— Description of the task —
Return each line of the data below that contains the string "tall".

- Opening Delimiter -

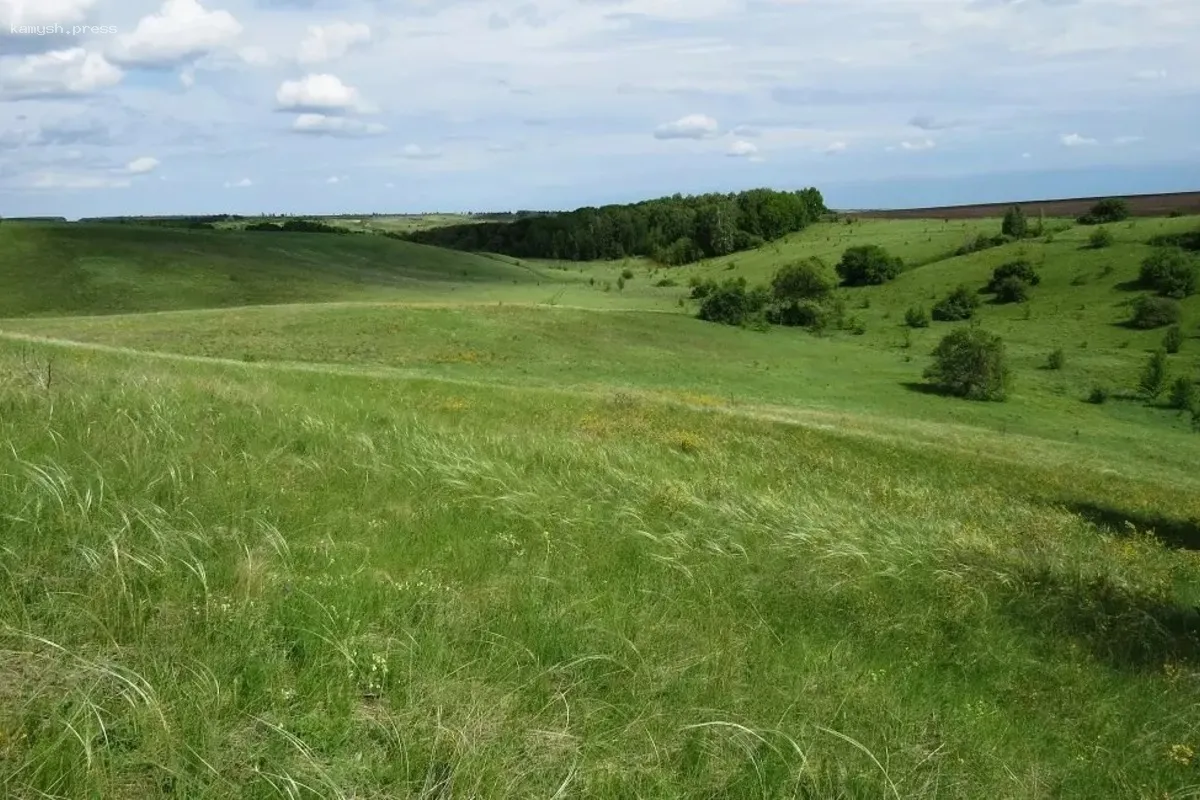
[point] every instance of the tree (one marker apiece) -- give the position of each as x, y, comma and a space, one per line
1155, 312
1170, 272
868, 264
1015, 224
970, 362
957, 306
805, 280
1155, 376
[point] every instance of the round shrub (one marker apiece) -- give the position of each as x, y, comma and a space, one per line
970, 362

- Closing Delimiter -
- Opening Delimiter -

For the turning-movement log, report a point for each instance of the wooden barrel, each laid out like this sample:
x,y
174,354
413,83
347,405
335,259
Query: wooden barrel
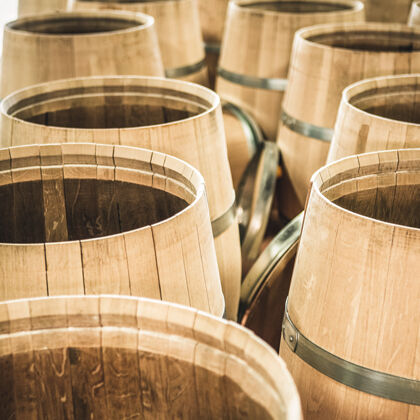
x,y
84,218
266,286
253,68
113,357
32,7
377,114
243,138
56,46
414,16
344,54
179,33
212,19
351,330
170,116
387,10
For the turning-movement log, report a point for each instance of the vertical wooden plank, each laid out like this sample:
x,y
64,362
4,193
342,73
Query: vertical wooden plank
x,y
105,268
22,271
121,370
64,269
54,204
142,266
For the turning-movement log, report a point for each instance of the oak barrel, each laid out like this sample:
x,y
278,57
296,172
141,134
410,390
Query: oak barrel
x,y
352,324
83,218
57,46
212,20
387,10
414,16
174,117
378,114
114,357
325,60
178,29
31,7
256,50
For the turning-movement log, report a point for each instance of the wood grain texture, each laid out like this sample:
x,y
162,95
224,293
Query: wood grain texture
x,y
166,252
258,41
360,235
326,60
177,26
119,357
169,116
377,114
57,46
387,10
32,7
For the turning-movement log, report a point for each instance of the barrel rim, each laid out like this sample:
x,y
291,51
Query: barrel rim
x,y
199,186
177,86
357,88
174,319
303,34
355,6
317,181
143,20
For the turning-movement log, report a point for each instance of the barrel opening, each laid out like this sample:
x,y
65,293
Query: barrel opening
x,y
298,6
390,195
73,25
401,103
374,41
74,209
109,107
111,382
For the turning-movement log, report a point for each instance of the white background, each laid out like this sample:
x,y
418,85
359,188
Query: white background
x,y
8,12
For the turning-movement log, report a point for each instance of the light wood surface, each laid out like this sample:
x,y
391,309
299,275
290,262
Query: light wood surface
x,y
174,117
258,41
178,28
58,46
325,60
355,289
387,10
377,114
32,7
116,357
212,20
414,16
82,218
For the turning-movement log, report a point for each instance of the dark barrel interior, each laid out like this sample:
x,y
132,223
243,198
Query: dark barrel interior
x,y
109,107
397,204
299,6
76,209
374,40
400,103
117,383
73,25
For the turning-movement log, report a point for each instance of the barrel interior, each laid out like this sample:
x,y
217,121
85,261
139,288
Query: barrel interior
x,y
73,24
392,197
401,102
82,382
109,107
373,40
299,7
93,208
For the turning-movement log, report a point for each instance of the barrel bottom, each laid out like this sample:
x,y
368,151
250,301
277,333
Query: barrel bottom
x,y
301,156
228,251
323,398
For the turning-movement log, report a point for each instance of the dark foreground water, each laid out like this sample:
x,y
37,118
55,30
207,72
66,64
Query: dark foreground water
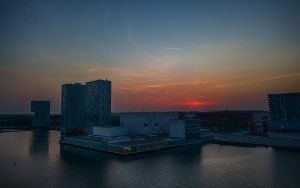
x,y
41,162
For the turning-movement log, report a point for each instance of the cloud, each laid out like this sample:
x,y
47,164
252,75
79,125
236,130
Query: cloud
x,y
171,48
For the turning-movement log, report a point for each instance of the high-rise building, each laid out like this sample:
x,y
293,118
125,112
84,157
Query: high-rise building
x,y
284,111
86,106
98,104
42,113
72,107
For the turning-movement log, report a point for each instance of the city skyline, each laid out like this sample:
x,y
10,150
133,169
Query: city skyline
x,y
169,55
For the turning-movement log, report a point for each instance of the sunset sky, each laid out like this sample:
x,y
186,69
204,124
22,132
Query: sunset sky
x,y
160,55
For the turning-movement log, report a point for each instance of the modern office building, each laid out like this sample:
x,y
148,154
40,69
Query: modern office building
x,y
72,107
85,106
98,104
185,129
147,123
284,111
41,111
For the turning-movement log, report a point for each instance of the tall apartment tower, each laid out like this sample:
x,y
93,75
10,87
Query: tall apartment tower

- Closing Delimiter -

— Task answer —
For the turning-movement log, report a point for each instance of the tall apartment tower, each laid out like this sample:
Query: tall apartment tower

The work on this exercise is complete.